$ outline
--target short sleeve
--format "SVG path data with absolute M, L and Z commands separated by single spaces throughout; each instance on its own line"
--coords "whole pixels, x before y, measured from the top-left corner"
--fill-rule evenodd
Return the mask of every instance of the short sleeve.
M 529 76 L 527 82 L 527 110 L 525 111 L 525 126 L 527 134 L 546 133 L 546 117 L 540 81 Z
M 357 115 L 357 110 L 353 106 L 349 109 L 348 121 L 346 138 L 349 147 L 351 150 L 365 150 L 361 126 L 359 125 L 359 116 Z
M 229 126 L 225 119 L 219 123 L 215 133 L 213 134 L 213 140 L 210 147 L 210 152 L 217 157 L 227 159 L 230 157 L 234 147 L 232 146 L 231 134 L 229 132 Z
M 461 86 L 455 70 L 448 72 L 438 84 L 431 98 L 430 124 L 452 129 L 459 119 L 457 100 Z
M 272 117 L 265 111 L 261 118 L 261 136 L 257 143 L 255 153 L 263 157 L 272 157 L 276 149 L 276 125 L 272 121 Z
++++
Instructions to follow → List every line of the items above that contains the word "instance". Case counts.

Response to this exercise →
--format "SVG path data with absolute M, L and Z commands separated by single spaces throughout; each instance on its own line"
Return the mask of every instance of the short sleeve.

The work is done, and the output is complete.